TASK TO CARRY OUT ::
Pull out every row below that contains the string "cliff" and list those rows unchanged.
┄┄┄┄┄┄┄┄┄┄
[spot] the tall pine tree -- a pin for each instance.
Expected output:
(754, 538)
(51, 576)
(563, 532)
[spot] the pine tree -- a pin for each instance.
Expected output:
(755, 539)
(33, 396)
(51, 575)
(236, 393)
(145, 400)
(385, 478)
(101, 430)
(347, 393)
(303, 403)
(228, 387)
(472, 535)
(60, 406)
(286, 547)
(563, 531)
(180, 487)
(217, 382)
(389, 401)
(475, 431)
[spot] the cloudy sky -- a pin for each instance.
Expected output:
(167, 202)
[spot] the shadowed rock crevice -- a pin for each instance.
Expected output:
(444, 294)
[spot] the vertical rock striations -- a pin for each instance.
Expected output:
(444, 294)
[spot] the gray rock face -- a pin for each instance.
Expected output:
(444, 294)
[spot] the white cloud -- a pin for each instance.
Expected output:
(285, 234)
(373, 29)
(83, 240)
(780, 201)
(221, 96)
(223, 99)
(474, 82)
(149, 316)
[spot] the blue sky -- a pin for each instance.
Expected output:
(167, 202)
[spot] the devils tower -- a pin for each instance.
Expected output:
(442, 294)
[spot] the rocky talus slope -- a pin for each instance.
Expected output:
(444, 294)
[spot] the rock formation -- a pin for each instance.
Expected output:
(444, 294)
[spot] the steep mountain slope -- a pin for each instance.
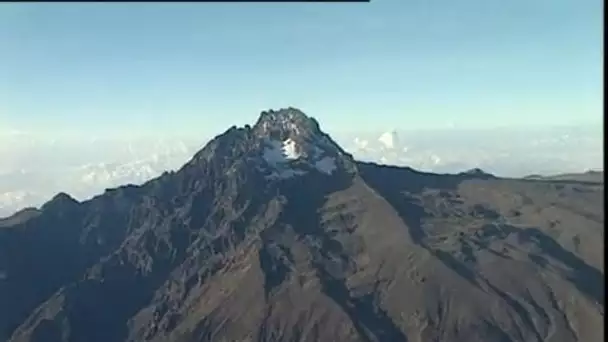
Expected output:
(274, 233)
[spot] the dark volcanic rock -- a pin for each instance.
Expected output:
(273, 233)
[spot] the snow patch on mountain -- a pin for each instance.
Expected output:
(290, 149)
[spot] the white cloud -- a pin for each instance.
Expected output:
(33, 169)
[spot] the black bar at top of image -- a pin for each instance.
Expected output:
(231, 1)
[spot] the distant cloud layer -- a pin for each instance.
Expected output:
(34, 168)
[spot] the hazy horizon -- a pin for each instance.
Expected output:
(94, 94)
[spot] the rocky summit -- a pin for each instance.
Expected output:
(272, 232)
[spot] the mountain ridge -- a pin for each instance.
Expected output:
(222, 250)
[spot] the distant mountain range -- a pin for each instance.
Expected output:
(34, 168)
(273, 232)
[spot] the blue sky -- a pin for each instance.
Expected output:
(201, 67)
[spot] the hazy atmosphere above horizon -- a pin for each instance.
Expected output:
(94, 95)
┄┄┄┄┄┄┄┄┄┄
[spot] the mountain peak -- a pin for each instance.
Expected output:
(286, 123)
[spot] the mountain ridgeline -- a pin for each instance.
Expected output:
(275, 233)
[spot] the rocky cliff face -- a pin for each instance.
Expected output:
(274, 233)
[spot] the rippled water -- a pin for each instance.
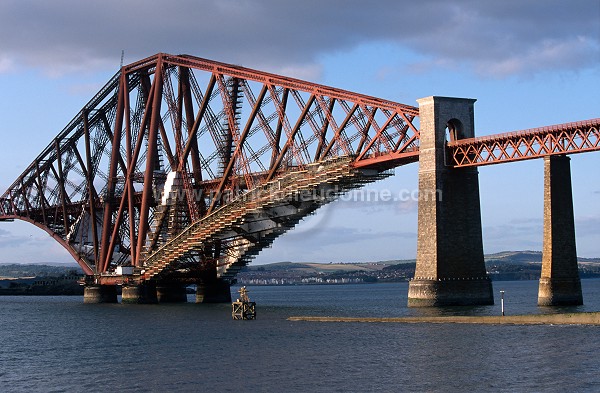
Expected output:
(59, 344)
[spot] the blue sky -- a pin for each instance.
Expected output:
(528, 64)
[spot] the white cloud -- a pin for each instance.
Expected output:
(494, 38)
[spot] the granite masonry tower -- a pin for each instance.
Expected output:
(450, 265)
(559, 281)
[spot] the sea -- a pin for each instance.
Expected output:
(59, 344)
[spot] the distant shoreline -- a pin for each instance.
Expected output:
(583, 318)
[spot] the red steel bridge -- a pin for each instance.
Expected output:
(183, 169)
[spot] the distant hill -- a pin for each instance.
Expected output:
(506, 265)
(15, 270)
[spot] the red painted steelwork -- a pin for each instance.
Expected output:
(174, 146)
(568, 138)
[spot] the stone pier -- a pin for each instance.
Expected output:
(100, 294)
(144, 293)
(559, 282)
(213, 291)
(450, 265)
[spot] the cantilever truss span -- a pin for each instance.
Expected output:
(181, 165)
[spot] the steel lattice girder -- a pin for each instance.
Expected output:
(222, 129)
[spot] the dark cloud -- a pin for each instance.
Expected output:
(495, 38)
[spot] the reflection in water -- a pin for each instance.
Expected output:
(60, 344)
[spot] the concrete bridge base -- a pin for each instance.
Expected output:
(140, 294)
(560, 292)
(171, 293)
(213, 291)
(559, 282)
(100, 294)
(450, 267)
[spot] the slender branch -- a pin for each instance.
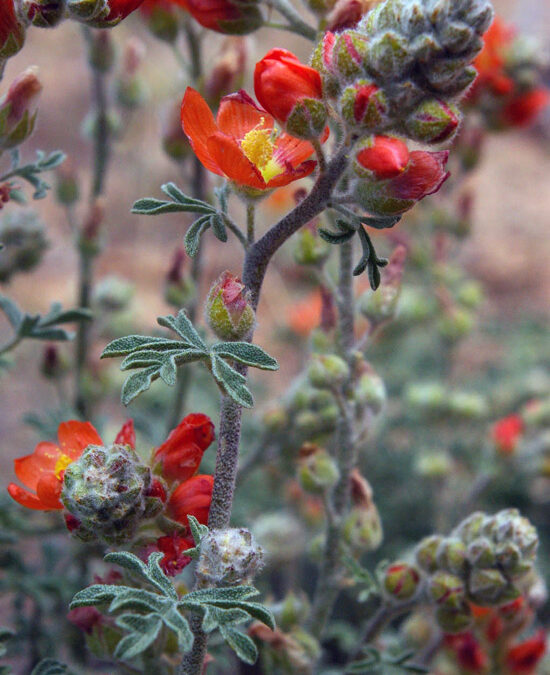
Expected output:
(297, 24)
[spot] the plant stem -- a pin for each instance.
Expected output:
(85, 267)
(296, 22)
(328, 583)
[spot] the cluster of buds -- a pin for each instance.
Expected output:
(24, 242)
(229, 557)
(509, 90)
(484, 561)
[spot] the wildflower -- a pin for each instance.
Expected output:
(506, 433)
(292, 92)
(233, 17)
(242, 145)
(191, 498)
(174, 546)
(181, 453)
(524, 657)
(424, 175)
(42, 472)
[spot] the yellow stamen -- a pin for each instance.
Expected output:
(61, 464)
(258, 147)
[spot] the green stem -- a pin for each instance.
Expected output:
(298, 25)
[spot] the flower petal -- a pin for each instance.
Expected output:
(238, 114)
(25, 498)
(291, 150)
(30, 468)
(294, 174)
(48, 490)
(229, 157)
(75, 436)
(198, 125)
┄┄┄┄┄┄┄┄┄┄
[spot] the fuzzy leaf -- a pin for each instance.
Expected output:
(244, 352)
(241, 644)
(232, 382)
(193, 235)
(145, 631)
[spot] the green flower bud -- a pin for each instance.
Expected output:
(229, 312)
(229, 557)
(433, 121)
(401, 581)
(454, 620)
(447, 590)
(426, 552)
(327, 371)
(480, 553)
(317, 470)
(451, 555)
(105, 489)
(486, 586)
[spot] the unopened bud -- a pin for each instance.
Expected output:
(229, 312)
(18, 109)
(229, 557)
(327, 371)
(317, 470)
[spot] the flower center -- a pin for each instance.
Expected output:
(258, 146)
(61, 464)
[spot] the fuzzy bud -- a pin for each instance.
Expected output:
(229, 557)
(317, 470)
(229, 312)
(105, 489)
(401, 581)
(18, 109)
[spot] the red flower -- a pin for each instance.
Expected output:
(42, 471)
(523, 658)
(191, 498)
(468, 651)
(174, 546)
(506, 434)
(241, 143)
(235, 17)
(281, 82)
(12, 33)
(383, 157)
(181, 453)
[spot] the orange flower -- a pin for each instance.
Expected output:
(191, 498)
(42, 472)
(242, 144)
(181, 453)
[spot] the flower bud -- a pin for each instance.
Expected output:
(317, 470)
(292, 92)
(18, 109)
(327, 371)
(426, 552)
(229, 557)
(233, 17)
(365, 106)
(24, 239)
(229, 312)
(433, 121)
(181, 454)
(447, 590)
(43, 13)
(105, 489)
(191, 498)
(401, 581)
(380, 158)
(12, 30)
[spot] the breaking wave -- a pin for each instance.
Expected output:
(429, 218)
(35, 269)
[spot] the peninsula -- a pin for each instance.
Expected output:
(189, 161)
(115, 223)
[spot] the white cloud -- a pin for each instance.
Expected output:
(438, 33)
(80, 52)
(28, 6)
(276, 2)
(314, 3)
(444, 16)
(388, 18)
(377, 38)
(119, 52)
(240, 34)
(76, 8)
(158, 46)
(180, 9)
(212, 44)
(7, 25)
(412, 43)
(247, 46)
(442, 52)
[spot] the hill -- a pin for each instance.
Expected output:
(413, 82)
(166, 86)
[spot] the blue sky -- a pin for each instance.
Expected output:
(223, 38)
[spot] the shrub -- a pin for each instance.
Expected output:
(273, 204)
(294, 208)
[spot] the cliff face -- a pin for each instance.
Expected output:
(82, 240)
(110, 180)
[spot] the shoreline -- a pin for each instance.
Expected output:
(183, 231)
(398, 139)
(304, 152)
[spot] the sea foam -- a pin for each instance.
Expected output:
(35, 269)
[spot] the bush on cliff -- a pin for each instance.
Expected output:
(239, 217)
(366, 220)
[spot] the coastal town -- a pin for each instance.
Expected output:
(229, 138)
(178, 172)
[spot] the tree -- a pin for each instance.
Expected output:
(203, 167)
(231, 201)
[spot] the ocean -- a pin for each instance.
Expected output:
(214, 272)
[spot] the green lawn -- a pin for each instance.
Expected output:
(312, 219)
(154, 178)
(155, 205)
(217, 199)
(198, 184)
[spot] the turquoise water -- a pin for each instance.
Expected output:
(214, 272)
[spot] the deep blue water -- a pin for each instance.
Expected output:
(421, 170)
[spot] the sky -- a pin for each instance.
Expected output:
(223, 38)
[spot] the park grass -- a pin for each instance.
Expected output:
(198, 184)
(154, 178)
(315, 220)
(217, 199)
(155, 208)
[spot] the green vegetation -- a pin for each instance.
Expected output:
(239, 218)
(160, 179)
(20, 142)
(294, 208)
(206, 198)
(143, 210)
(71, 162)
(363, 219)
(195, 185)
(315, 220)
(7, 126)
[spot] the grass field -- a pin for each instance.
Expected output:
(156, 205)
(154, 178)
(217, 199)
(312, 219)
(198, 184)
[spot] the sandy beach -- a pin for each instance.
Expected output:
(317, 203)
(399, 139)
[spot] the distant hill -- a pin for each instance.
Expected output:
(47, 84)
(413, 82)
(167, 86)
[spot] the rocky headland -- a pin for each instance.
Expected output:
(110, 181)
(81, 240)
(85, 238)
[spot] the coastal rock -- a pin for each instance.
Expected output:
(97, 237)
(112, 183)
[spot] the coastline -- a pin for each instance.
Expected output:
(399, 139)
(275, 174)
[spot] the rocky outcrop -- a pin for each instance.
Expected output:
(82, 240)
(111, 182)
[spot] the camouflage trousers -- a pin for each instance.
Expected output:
┄┄┄┄┄┄┄┄┄┄
ANSWER TO THE TASK ::
[spot] the rocky cliff face -- a pin for each instance.
[spot] the cliff face -- a pin for each instance.
[spot] the bush on cliff -- a pin for each instance.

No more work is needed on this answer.